Text segment:
──────────────────────────────

October 31, 2014

[Reflection] The Giver - what make us human


  It's a tiring Friday full of Spanish. Though I spent quite a lot of time on it, it somehow makes less but also more sense when digging into it. The more I know, the more I'm lost because there are so much more to be discovered. Probably it is like this when digging deeper into emotions or even realities, no matter for good or for worse.

  Movie "The Giver" describes an "ideal" world where difference, hatred, racism, pain, grief, greed, death, and all the other negative things, don't exist. While we get rid of them, other positive things like uniqueness, joy, courage, mercifulness, curiosity, compassion, love are gone as well.


The ideal world seems so right from the beginning. Yet, when you discover more, you realize how much more did you lose. The colors of trees, flowers, grass, sunset, sky, and clouds; music of piano, flute, violin, and vocal; any kinds of dance, even those that seems silly; we lost passion, craziness, imagination, fear, anger, joyfulness, sadness that makes our world dazzling.

──────────────────────────────

Please write the next part of the reflection on the movie "The Giver" above, beginning right after its final sentence.

Raw data:
──────────────────────────────

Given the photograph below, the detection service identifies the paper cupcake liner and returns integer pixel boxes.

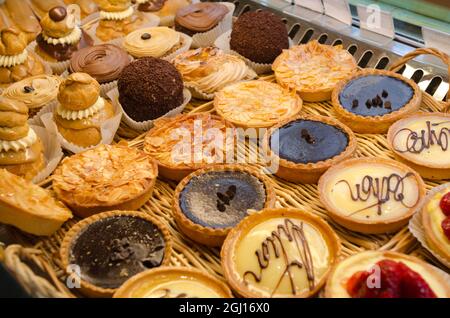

──────────────────────────────

Result below:
Yes, people could be selfish and greedy. But we can be compassionate and selfless as well. Yes, death isn’t pleasant for the most of the time. Yet death reminds people to cherish the limited time and makes new life worth celebrating. Like Steve Job once said, "... death is the destination we all share. No one has ever escaped it. And that is as it should be, because death is very likely the single best invention of life." While religions separate people, they also bring people together. Just like love could be bitter-sweet. These are what make us – us, human. There are the unbearable as well as things that should be honored in this world.

We can’t take all the unbearable away but we can help to make it less. It is all about how we want to make this world. When things bring you down, just think about those that lift you up. And you’ll see the world is so amazingly beautiful.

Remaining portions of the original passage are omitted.